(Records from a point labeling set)
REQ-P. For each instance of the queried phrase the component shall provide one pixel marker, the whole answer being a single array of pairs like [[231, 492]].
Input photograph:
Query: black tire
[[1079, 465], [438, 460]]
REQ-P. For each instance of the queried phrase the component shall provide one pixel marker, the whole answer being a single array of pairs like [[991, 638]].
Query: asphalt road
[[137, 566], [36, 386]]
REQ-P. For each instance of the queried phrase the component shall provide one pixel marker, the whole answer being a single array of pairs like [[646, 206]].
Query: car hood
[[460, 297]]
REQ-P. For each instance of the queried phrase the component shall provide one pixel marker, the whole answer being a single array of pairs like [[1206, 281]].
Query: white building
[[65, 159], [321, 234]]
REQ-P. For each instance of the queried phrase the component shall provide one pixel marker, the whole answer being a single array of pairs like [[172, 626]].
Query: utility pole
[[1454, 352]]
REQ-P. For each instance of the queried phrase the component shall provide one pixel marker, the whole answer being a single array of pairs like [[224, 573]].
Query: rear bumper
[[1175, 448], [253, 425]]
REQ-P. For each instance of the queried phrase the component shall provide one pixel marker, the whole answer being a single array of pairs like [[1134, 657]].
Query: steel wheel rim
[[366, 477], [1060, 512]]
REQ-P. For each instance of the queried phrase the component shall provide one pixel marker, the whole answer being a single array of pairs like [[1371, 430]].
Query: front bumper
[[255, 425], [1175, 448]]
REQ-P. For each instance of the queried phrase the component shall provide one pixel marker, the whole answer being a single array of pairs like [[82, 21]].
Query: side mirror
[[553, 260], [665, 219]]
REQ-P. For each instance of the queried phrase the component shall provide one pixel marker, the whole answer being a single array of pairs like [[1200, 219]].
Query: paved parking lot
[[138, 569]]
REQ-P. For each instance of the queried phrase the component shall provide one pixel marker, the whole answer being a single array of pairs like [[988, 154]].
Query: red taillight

**Exercise aim:** Return all of the entries above verbatim, changing nothing.

**Solution for this task:**
REQ-P. For each instance of the queried phrase the component shall provide one pixel marker, the whole answer being a single array of pairs like [[231, 492]].
Input photograph:
Query: black tire
[[1079, 465], [438, 460]]
REQ-P. For each instance of the queried phrase the component shall provide one pixel marker, the whole answer being a single array of pairs like [[991, 638]].
Query: asphalt road
[[137, 566], [36, 386]]
REQ-P. For each instance of the queried phrase the component shall provide one pixel marker, the whole answer being a single array of pairs like [[646, 206]].
Query: car hood
[[460, 297]]
REQ-P. For each instance of the queried phrase the component shall provide one pixel marker, the whole answer being a single array of pairs like [[1206, 281]].
Query: white building
[[65, 159], [321, 234]]
REQ-P. For each instance of the queried phrase the component shall provide one pixel marker, the whole answer being a single array of pairs like [[172, 626]].
Query: utility pole
[[1454, 352]]
REQ-P. For each instance of the queried phrase the component shall provide one pixel marker, the whole answer being a single array of pairs like [[224, 573]].
Query: rear bumper
[[1175, 448], [253, 425]]
REQ-P. For each instance of the queried phrase the component shall provide one pixel marker, the whole answer being a single array of pairs like [[1134, 657]].
Query: steel wheel rim
[[366, 477], [1060, 512]]
REQ-P. For each instance of the queried phrase the component shall provide one pixel marker, the whole answer being a single array of pairs like [[1371, 430]].
Query: front bumper
[[255, 425], [1175, 448]]
REQ-P. For each instance of the queried phrase the component shall provide one pixel marker, the whole answer being a single array of pairs like [[82, 21]].
Query: side mirror
[[553, 260], [665, 219]]
REQ-P. For each instance of the queried phrase the component shall provide one pixel marker, the whole answer being a single array of pairs like [[1200, 219]].
Query: paved parking lot
[[138, 569]]
REQ-P. For each instance of the queried phrase the component shall provide one pixel marker, the whole answer being a single array of pairs like [[988, 154]].
Query: red taillight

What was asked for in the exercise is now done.